Excerpt provided:
* * * * * * *

The cumulative productivity loss from soil degradation over the past 50 years (as has been roughly estimated by PAGE researchers, using GLASOD figures), are to be about 13 percent for cropland and 4 percent for pasturelands. The economic and social impact of soil degradation has been even far greater in developing countries than in industrialized countries, particularly on the issue of food supply. Agricultural productivity is estimated to have declined significantly on approximately 16 percent on agricultural land, especially on cropland in Africa and Central America. Sub-regional studies have documented significant aggregate declines in crop yields due to soil degradation in many parts of Africa, China, South Asia, and Central America. Crop yield losses in Africa from 1970 to 1990 due to water erosion alone are estimated to be 8 percent. Total annual economic loss from soil degradation in South and Southeast Asia is estimated to be 7 percent of the region’s agricultural GDP. Agriculture faces an enormous challenge to meet the food need of growing population. If proper preventive measures are not taken, the situation will worsen and national food security will be seriously hampered.

            Figure 5.5: Areas of Concern for Soil degradation; Source Google image

Extent of Topsoil Erosion: The movement of surface litter and topsoil from one place to another is called topsoil erosion. Due to overgrazing by cattle or other human activities, the cover of vegetation almost gets removed from the land; the soil becomes exposed and gets eroded by the action of strong wind, rainfall etc. Since the grassroots are very good binders of soil, when removed the soil becomes loose and susceptible to the action of wind and water. The rates of erosion vary from region to region because of topography, rainfall, wind speed, and the type of agricultural practices used. In China for example, the average annual soil loss reported to be about 40 metric tons per ha (18 tons per acre), whereas the U.S. average is 18 metric tons per ha (16 tons per acre). The two main natural agents of erosion are flowing water and wind. However, some anthropogenic activities such as farming, logging construction, overgrazing by livestock, deliberate burning of vegetation and other actions that destroy plant cover leave soil vulnerable to erosion (Figure 5.6). Today, topsoil is eroding lot faster than it forms, causing an estimated 85 percent of the world's land degradation. A study (1992) by the World Resources Institute and the UN Environment Programme found that soil on more than 12 million square KM of land- an area the size of China and India combined- had been seriously eroded since 1945. The study also found that about 89,000 square KM (34,000 square miles) of land scattered across the globe was eroded to such an extent that crop growth is no longer feasible because of a combination of overgrazing (35 percent), deforestation (28 percent), and unsustainable farming (28 percent). Two-thirds of the seriously degraded lands are held in Asia and Africa. Each decade, the world is losing about 7 percent of its topsoil from actual or potential cropland. The situation is worsening as many farmers in LDCs plow up marginal lands to survive. If topsoil erodes faster than it forms on a piece of land, the soil there becomes a non-renewable resource. According to an estimate, annual erosion rates for farmlands throughout the world are 7-100 times the natural renewal rate. Cropland aside, construction sites usually have the highest erosion rates by far.

* * * * * * *

Material supplied:

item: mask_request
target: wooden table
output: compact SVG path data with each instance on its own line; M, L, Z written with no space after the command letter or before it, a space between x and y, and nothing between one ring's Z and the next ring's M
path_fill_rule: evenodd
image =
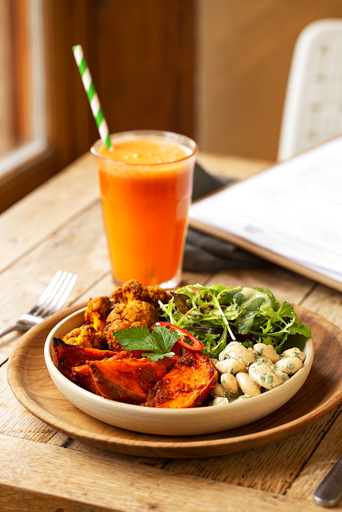
M208 170L241 178L269 162L200 155ZM59 268L77 273L69 304L113 289L97 177L84 155L0 217L0 329L28 311ZM184 283L270 288L342 327L341 293L275 265ZM160 512L317 509L312 494L341 453L341 406L305 430L247 451L195 459L117 454L73 440L12 394L7 361L22 334L0 345L0 511ZM342 510L342 502L336 507Z

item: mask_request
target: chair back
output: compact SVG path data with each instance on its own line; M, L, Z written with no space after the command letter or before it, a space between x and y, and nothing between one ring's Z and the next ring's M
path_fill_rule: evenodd
M342 19L317 20L296 42L277 160L342 134Z

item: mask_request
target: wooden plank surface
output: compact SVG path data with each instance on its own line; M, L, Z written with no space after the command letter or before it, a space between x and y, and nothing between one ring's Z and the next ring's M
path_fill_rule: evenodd
M37 504L42 495L49 500L64 498L73 503L118 512L154 509L163 512L221 512L223 506L227 512L236 512L238 505L242 510L271 512L275 504L280 512L287 512L289 507L303 512L316 510L308 501L246 487L242 503L241 488L230 484L189 475L184 478L179 473L149 466L144 466L137 478L138 468L134 462L1 435L0 464L0 492L9 488L17 489L23 496L26 493L36 494ZM29 485L26 478L29 470Z
M201 157L205 168L237 178L269 164ZM77 195L82 176L92 189ZM32 306L59 267L79 275L69 304L111 293L96 179L87 154L0 216L6 253L0 268L0 329ZM342 294L273 264L215 274L187 272L183 281L269 287L280 300L302 305L342 327ZM2 512L317 509L312 493L341 451L340 406L290 437L228 455L176 460L106 452L56 432L17 401L7 383L6 361L20 335L0 339ZM335 509L342 510L342 503Z

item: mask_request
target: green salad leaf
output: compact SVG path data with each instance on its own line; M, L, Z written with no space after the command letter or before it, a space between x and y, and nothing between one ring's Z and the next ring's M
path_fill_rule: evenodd
M159 305L167 321L200 339L210 357L232 340L247 348L271 345L280 353L285 346L301 348L311 335L293 306L277 301L268 288L198 284L180 288L168 304Z
M123 331L114 331L113 334L127 350L149 351L142 355L148 357L153 362L175 355L175 352L170 350L179 339L179 334L176 331L160 326L154 327L151 333L147 327L135 326Z

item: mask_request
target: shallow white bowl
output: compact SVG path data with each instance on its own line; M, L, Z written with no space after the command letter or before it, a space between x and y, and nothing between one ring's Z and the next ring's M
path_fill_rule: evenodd
M146 434L184 436L209 434L246 425L279 409L302 387L313 359L313 345L306 342L303 367L274 389L246 400L194 409L166 409L141 407L98 396L69 380L52 361L52 338L62 337L84 322L85 308L67 316L51 331L44 348L49 373L61 394L90 416L115 426Z

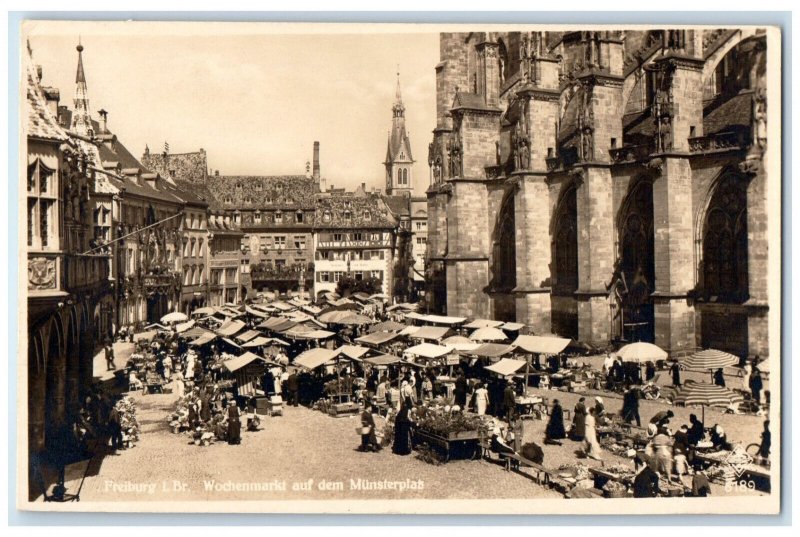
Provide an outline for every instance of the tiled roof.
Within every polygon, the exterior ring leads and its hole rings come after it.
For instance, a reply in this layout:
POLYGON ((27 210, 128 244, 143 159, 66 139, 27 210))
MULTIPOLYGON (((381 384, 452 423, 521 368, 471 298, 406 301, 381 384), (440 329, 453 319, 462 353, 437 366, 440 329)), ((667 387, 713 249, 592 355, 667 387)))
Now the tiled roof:
POLYGON ((228 209, 313 209, 319 185, 303 175, 211 175, 208 190, 228 209))
POLYGON ((743 91, 728 99, 715 99, 703 111, 703 134, 750 129, 753 121, 753 92, 743 91))
POLYGON ((459 91, 458 93, 456 93, 456 96, 453 99, 452 109, 458 110, 461 108, 468 110, 490 110, 496 112, 500 111, 499 108, 487 105, 483 95, 478 95, 476 93, 465 93, 463 91, 459 91))
POLYGON ((315 220, 318 228, 376 229, 397 226, 397 219, 383 198, 376 194, 364 197, 320 194, 316 200, 315 220))
POLYGON ((33 64, 30 50, 25 54, 25 71, 27 135, 48 140, 66 140, 67 133, 59 126, 58 120, 47 107, 47 100, 39 85, 39 75, 33 64))
POLYGON ((166 157, 148 150, 142 155, 142 164, 173 180, 202 182, 208 176, 208 159, 202 149, 193 153, 170 153, 166 157))
POLYGON ((392 214, 399 218, 401 216, 409 216, 411 210, 409 207, 410 198, 408 196, 384 196, 383 201, 392 211, 392 214))

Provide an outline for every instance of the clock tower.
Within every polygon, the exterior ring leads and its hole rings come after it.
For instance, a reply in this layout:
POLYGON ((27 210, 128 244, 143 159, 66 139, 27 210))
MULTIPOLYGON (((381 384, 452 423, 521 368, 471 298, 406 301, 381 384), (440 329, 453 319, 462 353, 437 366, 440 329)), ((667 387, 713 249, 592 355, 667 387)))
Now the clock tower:
POLYGON ((411 142, 406 132, 406 107, 400 94, 400 73, 397 73, 397 90, 392 106, 392 130, 386 149, 386 194, 410 196, 414 190, 411 142))

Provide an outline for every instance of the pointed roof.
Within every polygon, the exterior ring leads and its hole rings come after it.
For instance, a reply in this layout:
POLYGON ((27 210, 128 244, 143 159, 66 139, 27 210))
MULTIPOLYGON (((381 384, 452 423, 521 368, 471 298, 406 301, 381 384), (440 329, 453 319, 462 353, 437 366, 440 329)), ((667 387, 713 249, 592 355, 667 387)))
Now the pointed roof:
POLYGON ((25 54, 26 134, 34 138, 65 141, 68 136, 58 124, 58 120, 47 106, 47 99, 39 85, 39 75, 33 63, 33 55, 28 47, 25 54))
POLYGON ((405 111, 406 107, 403 104, 403 96, 400 92, 400 72, 398 71, 395 102, 392 106, 392 129, 389 131, 385 164, 398 160, 400 153, 404 155, 404 158, 400 160, 414 162, 414 157, 411 155, 411 142, 406 132, 405 111))

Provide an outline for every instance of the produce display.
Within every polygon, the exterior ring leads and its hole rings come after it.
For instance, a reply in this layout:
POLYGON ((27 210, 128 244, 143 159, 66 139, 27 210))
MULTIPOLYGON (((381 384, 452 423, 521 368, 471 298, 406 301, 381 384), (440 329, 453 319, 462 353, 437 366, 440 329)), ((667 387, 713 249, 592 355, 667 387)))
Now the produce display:
POLYGON ((420 418, 417 426, 431 434, 444 437, 465 431, 478 431, 486 427, 480 416, 461 412, 428 412, 420 418))

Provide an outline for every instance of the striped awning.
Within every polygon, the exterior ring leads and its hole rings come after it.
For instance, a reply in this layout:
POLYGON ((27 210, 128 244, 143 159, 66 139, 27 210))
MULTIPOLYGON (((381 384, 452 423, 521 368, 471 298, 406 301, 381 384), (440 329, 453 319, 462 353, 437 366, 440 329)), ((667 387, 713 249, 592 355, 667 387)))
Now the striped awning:
POLYGON ((684 406, 705 405, 727 407, 744 401, 744 397, 730 388, 707 382, 687 381, 678 389, 672 399, 675 404, 684 406))
POLYGON ((691 369, 719 369, 739 363, 739 358, 733 354, 718 351, 716 349, 706 349, 699 351, 688 357, 681 365, 691 369))

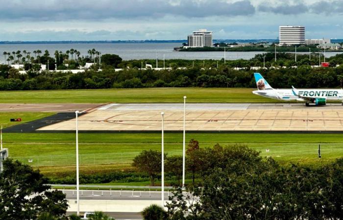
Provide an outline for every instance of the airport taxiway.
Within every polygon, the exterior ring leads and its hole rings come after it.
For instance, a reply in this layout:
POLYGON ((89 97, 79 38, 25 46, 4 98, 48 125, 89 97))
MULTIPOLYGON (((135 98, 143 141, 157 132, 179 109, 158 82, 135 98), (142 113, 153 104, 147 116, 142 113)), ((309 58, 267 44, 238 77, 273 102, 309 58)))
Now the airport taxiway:
MULTIPOLYGON (((161 112, 165 130, 182 131, 182 104, 109 104, 79 117, 86 131, 158 131, 161 112)), ((304 104, 187 104, 188 131, 342 131, 340 104, 306 107, 304 104)), ((74 119, 52 124, 39 131, 73 131, 74 119)))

* * * * * * *

Exercises to complete:
1. Answer these questions from the soil degradation text, one line each:
(a) What crop yield loss in Africa from 1970 to 1990 is estimated to come from water erosion alone?
(b) What share of the world's land degradation is topsoil erosion estimated to cause?
(c) Apart from cropland, what kind of site usually has the highest erosion rates?
2. Please list every region where, according to the soil degradation text, sub-regional studies have documented significant aggregate declines in crop yields due to soil degradation.

Outputs for the tasks:
1.
(a) 8 percent
(b) About 85 percent
(c) Construction sites

2. Africa, China, South Asia, Central America